Please state how many lines in the records below contain the word "hedge"; the answer should be a number and nothing else.

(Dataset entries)
*****

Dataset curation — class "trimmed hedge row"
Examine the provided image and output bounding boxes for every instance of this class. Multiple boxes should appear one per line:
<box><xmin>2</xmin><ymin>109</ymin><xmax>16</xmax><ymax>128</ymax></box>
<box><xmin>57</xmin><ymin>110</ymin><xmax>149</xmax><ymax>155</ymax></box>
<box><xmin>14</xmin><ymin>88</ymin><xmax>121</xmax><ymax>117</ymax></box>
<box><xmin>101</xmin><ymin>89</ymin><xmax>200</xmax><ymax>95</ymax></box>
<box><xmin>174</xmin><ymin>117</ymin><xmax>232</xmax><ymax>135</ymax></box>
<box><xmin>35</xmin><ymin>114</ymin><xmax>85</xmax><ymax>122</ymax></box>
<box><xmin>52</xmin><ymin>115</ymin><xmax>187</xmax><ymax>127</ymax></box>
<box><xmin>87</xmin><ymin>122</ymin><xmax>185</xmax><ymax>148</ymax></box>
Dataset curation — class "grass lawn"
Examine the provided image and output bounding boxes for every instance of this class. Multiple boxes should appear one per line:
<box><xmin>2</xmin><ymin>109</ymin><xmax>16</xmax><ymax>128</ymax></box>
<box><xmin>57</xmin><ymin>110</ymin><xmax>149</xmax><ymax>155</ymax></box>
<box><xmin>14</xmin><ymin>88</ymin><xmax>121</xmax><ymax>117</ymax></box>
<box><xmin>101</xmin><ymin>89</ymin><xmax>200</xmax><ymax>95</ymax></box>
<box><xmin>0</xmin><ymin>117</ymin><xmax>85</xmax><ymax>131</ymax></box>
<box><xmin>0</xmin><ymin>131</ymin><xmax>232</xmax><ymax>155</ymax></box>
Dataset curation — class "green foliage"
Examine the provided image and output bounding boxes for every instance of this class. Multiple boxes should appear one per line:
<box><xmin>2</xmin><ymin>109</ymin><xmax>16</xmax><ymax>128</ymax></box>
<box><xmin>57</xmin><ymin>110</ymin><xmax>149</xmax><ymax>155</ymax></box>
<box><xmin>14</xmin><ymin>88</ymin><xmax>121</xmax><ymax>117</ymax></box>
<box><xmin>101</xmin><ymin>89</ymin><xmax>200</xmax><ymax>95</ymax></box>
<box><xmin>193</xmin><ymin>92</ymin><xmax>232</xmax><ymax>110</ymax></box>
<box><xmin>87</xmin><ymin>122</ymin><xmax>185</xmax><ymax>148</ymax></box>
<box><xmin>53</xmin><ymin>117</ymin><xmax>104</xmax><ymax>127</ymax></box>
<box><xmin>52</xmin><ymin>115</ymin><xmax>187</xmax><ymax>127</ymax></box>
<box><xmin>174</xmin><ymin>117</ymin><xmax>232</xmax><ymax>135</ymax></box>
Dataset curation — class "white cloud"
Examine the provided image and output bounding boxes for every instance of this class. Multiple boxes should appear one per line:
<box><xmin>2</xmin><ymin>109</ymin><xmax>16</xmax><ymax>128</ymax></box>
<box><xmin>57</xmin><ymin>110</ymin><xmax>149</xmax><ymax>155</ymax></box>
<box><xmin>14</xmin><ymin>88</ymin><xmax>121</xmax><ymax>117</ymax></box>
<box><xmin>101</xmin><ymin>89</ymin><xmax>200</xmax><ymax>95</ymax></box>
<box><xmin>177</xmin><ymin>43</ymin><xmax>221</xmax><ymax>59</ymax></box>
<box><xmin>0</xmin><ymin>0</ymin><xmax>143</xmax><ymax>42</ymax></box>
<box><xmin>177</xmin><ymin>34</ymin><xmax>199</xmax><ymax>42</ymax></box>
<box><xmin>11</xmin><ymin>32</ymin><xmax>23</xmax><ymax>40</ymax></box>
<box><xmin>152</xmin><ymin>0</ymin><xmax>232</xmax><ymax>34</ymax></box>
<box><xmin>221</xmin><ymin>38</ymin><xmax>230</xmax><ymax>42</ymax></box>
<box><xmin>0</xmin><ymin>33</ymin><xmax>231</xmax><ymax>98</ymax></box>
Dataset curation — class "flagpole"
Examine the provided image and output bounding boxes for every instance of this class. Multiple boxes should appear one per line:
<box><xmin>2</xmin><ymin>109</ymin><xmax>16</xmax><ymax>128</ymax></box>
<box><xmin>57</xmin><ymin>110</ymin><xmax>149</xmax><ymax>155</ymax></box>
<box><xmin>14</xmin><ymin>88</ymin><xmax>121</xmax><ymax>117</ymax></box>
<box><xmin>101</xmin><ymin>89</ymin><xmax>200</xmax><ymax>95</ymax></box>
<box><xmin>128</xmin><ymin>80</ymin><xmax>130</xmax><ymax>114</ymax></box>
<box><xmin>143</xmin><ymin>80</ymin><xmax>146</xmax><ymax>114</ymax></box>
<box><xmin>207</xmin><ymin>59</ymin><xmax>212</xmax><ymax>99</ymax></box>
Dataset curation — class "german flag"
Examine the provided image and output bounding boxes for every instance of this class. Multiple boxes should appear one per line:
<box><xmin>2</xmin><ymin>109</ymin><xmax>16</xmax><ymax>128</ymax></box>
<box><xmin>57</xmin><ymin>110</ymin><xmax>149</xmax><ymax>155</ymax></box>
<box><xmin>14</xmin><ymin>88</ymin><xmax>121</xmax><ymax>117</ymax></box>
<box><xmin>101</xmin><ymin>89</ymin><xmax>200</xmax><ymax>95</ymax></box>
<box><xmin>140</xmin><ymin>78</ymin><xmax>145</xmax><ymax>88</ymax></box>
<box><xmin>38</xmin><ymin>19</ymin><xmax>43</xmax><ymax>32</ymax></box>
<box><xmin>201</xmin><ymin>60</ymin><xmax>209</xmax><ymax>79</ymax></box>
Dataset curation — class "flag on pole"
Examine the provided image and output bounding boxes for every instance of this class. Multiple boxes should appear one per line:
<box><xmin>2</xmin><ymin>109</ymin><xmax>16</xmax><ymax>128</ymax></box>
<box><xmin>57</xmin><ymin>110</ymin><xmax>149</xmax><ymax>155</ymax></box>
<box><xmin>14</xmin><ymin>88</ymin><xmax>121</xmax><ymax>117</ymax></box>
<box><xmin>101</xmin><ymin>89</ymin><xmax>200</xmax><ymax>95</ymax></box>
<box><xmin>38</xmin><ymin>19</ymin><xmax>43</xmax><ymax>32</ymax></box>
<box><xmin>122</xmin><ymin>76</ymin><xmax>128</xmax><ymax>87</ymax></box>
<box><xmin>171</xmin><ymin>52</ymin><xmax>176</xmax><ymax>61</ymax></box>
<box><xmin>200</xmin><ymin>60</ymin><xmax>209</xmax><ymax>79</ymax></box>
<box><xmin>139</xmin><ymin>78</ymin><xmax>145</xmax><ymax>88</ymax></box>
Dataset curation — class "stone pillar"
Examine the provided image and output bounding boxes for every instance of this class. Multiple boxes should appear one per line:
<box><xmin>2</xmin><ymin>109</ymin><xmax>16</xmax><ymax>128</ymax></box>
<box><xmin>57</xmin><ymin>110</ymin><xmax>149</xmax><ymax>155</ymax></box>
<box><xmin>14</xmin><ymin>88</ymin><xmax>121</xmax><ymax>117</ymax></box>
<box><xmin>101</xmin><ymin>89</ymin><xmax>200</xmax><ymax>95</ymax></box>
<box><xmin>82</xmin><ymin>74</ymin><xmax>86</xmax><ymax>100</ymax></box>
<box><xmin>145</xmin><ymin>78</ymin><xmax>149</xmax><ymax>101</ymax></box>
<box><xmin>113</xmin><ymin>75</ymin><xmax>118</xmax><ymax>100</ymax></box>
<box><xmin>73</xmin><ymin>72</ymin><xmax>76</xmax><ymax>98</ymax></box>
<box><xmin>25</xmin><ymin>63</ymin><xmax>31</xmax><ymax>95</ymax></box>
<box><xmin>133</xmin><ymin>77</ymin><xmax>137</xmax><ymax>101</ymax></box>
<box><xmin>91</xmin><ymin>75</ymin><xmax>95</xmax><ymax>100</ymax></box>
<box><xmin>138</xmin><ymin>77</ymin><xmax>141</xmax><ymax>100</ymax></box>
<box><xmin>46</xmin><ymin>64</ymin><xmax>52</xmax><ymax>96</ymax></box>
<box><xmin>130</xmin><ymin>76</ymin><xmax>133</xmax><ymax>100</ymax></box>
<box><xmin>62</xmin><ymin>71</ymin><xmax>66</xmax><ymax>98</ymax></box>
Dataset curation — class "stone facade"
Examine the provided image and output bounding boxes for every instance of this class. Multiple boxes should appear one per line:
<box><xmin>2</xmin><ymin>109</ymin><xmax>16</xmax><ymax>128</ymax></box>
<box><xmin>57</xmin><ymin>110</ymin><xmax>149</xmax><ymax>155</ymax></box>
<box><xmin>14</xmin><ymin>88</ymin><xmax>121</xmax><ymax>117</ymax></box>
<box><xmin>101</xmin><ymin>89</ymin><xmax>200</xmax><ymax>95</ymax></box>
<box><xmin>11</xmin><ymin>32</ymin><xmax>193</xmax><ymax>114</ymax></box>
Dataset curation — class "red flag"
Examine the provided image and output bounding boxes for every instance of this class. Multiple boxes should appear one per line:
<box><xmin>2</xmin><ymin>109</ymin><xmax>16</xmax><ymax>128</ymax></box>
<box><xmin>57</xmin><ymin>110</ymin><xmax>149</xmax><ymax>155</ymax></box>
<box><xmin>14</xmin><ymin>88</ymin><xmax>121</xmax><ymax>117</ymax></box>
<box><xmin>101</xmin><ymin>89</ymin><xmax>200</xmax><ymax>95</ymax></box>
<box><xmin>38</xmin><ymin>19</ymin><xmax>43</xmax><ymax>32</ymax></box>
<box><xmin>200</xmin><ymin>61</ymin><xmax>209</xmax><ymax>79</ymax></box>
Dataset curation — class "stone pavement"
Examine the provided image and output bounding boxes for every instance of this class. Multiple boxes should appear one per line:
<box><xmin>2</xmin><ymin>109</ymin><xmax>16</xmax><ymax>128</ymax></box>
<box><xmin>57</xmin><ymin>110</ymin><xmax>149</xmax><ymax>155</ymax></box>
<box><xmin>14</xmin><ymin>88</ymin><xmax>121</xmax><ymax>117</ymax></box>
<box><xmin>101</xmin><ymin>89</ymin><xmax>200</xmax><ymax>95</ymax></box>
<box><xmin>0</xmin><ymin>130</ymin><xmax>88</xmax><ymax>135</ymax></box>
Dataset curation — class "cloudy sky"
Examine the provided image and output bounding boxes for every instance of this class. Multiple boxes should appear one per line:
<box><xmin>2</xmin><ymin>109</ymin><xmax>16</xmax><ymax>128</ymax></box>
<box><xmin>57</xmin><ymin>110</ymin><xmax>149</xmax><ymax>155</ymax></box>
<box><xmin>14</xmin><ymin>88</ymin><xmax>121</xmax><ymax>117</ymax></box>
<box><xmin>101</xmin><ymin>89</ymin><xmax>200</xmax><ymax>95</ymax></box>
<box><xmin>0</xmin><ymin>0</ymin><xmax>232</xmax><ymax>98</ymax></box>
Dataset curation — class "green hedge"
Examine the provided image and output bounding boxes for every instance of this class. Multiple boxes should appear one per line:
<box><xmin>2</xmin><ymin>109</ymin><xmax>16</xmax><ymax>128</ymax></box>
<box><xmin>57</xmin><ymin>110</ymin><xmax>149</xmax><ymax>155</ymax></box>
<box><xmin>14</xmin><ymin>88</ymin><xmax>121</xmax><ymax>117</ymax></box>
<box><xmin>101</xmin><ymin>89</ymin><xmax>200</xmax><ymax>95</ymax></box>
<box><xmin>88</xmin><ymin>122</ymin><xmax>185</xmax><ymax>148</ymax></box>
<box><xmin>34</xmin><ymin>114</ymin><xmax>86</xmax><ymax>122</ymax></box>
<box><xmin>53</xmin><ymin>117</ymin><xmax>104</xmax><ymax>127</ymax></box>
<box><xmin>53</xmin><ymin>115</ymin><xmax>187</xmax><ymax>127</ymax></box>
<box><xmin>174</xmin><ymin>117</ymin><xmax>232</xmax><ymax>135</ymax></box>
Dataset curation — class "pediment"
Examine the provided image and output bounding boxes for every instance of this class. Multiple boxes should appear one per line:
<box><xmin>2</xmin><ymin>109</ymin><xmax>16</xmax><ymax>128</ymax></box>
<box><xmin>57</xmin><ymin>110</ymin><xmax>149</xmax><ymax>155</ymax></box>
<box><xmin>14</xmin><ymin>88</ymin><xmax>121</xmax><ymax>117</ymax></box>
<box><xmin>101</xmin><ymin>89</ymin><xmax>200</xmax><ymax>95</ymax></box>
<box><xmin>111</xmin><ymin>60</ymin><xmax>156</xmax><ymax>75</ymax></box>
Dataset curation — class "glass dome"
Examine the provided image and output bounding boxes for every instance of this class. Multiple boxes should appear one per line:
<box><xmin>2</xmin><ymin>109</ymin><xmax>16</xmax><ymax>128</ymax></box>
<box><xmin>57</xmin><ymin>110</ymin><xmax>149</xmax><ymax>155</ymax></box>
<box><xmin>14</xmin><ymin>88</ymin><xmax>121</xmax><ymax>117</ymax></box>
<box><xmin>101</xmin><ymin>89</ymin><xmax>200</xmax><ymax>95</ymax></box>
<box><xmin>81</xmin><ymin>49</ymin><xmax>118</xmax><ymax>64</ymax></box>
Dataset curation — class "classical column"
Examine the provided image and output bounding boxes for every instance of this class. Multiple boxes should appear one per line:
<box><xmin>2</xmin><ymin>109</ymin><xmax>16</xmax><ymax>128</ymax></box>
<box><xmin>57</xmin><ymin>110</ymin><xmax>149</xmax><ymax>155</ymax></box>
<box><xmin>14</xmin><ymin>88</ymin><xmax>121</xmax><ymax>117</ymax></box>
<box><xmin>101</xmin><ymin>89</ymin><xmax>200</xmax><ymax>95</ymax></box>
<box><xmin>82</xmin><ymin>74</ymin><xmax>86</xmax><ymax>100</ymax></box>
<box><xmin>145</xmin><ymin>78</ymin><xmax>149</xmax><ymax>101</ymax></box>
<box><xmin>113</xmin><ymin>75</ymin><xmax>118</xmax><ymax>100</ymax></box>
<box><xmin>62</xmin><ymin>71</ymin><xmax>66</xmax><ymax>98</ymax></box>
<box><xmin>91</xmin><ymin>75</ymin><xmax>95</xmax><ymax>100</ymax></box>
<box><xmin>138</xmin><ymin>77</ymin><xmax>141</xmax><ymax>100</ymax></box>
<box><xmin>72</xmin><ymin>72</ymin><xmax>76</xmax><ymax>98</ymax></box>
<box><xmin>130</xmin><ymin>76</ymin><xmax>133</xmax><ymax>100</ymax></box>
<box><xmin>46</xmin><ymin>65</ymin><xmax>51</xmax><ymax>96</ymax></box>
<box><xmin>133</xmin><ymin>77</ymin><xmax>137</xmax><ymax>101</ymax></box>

*****

**RESULT OF THE EXERCISE:** 2